▶ PASSAGE:
-- start --
Behind the scenes: programming the world’s most advanced social robot
What’s it like building a brand new program on the world’s most advanced social robot? With no how-to, no experience, and high ambitions?
As part of our focus on #FurhatCreators, Yoav shares his experience creating on the Furhat platform.
Tell us about yourself. Who are you and what do you work with at Prototyp?
My name is Yoav, and I’m a software engineer working at Prototyp. Prior to moving to Stockholm and joining Prototyp, I’ve worked with different programming environments: everything from embedded systems, through web-based systems, to games and visualization. As a code lab helping companies break new ground we work on various projects, and usually have several running in parallel for each developer – so technologies, industries, and approaches can vary accordingly.
Ever since I joined Prototyp during the fall of 2018 I’ve worked, among other projects, on projects involving Furhat.
Did you have any experience with social robots at that point?
I had worked a little bit with robotics during my high school days, but these were remote-controlled robots, not AI powered and certainly not social. I first heard of Furhat when I came to Stockholm in the spring of 2018 to be interviewed for different positions. So Furhat ended up being my first experience working with social robots.
So, how did you go about developing your first skill for Furhat? Where did you start?
If I remember correctly, we started working using the example skills. They covered pretty much all of the basics and were mostly easy to read and understand, especially when combined with the documentation.
Most of the work was done in a tight schedule. I do remember that most of the effort went into polishing the experience rather than getting the basic interaction to work.
Ok, we want to hear more about that. But first, what was the learning curve like for the Furhat Robot Development Kit (RDK)? Was it easy to use, difficult? In what way?
Coming from my previous background in games and embedded systems, I was already familiar with state machines as a way to model programs, which is the main technique used in the Furhat RDK – so it was pretty easy for me to jump on the wagon and get started.
And although it’s not always intuitive in the beginning, from observing other developers in my team, it seems to me like the approach is also relatively easy to grasp for developers who are new to state machines.
-- end --
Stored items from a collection
-- start --
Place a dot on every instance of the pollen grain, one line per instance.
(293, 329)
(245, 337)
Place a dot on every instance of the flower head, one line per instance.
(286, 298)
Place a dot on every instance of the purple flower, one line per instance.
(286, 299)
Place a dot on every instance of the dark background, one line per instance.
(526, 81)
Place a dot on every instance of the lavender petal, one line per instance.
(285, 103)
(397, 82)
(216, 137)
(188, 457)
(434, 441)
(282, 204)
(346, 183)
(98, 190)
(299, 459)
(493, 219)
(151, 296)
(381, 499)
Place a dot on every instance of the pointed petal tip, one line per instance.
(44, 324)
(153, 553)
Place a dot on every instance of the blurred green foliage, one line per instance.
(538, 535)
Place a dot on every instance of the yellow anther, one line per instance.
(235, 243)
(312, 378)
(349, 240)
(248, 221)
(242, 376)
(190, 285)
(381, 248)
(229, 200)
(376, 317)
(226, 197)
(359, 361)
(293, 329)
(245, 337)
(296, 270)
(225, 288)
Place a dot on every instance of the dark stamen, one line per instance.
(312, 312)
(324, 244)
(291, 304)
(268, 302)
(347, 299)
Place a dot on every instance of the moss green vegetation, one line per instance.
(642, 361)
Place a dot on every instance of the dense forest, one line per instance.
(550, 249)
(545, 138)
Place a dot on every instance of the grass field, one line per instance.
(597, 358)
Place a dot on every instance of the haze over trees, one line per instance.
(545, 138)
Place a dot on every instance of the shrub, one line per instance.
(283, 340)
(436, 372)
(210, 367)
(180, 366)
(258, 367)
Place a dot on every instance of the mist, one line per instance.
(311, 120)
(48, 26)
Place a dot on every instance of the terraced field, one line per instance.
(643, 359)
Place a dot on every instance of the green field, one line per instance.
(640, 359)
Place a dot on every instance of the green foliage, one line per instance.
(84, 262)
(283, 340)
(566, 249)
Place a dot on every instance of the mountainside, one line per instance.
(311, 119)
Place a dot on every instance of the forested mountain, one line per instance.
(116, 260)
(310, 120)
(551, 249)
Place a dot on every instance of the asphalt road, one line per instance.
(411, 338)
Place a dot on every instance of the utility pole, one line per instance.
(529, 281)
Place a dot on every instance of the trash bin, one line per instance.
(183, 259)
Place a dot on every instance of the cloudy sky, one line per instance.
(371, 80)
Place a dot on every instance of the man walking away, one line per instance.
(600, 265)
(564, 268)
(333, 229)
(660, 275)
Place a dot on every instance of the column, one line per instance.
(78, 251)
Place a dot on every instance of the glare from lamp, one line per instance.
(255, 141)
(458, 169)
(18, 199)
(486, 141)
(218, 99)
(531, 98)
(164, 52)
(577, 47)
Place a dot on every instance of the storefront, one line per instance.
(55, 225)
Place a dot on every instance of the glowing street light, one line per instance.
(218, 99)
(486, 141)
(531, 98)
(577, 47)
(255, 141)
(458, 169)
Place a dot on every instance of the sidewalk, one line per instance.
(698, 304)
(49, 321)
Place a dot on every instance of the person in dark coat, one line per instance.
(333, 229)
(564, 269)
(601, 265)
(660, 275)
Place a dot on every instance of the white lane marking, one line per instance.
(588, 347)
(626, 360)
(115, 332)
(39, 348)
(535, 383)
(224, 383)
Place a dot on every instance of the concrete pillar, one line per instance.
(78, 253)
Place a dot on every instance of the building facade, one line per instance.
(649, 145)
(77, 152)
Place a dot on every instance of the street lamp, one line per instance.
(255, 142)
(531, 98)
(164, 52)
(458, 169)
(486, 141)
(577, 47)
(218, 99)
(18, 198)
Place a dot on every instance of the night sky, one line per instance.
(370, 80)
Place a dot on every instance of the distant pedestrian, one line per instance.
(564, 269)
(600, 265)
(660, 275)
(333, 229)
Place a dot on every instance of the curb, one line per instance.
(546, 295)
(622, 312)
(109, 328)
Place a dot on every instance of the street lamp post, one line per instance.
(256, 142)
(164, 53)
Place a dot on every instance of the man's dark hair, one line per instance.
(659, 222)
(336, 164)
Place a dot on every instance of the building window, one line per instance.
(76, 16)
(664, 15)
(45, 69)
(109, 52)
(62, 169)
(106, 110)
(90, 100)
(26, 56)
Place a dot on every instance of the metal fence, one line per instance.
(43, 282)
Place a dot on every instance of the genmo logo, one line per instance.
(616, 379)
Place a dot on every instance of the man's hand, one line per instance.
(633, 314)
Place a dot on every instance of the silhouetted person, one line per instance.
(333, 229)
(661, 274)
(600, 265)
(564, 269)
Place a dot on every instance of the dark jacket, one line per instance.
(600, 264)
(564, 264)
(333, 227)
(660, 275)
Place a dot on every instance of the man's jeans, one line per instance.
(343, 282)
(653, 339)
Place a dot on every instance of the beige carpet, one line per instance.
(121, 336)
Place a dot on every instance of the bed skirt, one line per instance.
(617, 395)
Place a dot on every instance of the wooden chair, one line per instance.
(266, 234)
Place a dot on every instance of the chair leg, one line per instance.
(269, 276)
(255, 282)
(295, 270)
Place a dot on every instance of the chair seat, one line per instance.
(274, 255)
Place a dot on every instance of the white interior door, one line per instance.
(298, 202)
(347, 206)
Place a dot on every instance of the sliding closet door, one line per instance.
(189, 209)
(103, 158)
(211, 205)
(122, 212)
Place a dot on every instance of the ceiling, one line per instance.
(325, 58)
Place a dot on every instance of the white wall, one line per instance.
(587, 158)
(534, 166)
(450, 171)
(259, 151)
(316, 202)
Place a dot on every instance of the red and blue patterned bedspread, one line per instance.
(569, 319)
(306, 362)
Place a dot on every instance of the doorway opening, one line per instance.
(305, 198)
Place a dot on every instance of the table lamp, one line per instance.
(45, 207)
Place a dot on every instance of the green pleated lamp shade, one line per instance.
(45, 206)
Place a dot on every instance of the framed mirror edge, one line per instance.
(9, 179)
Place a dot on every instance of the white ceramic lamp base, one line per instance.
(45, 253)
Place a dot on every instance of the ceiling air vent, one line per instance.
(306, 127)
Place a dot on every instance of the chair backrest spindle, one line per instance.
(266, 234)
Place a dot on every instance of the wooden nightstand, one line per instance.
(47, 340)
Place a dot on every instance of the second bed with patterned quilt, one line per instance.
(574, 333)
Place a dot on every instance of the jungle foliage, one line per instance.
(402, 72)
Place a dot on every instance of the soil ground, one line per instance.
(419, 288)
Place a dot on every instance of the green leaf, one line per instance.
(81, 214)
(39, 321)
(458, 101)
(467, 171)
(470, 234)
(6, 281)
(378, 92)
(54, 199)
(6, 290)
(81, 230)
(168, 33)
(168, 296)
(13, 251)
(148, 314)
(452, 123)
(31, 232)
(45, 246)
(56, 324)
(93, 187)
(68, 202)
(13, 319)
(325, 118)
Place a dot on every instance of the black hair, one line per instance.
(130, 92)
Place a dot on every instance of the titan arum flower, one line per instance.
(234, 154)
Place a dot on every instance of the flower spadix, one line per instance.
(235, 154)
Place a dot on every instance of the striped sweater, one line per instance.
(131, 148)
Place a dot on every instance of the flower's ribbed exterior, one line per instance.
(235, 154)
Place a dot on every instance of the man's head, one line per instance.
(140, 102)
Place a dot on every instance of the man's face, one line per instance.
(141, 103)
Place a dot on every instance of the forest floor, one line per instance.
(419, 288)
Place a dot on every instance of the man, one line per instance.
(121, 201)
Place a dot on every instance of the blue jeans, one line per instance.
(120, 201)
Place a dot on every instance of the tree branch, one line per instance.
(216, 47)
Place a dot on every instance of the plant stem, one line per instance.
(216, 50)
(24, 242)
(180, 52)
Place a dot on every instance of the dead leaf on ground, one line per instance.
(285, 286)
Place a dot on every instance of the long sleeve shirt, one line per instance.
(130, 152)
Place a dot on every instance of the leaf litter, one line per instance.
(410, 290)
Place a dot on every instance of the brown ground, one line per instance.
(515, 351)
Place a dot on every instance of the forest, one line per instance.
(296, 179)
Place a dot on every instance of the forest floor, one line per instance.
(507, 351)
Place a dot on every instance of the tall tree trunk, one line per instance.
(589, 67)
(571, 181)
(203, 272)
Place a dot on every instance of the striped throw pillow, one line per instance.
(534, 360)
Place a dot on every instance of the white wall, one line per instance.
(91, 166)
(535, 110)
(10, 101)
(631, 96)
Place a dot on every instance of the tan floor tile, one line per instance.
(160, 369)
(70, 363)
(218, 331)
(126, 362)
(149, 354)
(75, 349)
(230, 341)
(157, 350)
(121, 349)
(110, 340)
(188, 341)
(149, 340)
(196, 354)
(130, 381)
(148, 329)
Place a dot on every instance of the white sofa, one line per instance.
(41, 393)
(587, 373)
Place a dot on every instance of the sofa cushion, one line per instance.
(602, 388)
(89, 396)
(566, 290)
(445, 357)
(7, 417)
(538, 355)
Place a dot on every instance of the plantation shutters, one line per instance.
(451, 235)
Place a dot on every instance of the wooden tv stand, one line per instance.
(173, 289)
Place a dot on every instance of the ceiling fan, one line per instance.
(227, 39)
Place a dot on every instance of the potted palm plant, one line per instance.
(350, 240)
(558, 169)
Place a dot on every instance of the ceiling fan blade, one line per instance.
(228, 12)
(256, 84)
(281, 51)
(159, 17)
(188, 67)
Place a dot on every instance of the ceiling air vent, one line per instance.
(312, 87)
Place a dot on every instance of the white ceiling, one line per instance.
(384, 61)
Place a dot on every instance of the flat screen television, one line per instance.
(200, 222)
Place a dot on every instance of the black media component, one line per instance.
-- end --
▶ YOUR INSTRUCTIONS: Continue the interview about programming the Furhat social robot, starting right after its last sentence.

▶ RESPONSE TO THIS TASK:
I was also happy with the choice of Kotlin as the programming language behind the Furhat RDK. As a functional programming advocate, I find Kotlin to be a delightful programming language that encourages a clean programming style on the one hand, while still being very approachable to new developers on the other. I feel like the RDK is making good use of Kotlin’s features, and most of the code I’ve seen in example skills was self-explanatory.
What are the biggest opportunities and challenges when developing for social robots in general?
Surprisingly, the greatest challenge has little to do with the robot itself, and more to do with understanding how we humans behave in the situation in which the robot participates.
We are so geared for social interaction that most things happen automatically, a fact that makes it sometimes difficult to grasp why a certain interaction with the robot feels awkward.
There were some technical issues, and some of the bugs we came across turned out to be difficult to reproduce or even understand, due to the nature of the complex interaction. We started to develop our own tools and procedures for testing and validating skills and parts of skills, but there is still plenty of work to be done.
Tell us more. What was it that needed polishing with PETRA? What were the greatest challenges you faced there?
The polishes we had to do with PETRA were mostly around handling the great variety of answers potential users can ask. In a regular form-based interview, you usually have to select an option out of a limited list, for example “yes” or “no”, or selecting your age from a list of valid options.
But in spoken interaction, people can answer all kinds of unexpected, but relevant, things.
For example, the robot asks you “Have you been suffering from constipation?” and you answer, “a very long time ago,” or, “I’m not sure what that means”.
In a good interaction, the robot should respond in a convincing manner. Maybe in the first case it should recognize that it should consider the answer as a “no,” because you implied this isn’t relevant anymore. For the second answer, it should provide you with a short explanation.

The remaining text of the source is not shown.